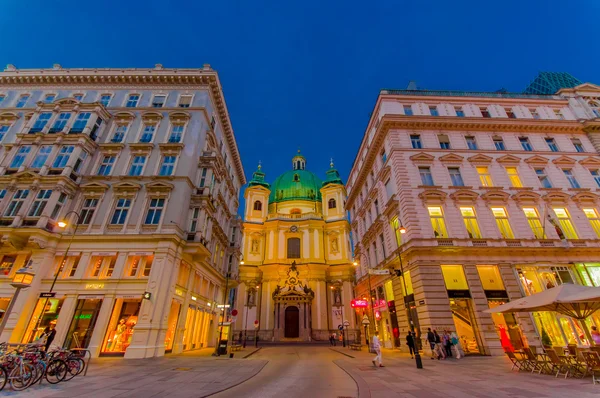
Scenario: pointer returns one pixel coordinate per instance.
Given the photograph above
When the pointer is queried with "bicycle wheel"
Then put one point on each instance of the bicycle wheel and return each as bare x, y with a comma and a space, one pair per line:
3, 377
21, 376
56, 371
75, 366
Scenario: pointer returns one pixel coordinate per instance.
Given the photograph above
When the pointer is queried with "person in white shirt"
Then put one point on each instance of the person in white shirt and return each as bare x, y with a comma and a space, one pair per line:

+++++

▸ What you should do:
For every line above with the word "pointer" in it, make a copy.

▸ Result:
Scenario: pointer returns one pixel coordinate per instance.
When the pointer is queried with "bicycle wheel"
Scenario: pointer returns one pixel coordinate per instance.
When the pointer is queried with "person in white shirt"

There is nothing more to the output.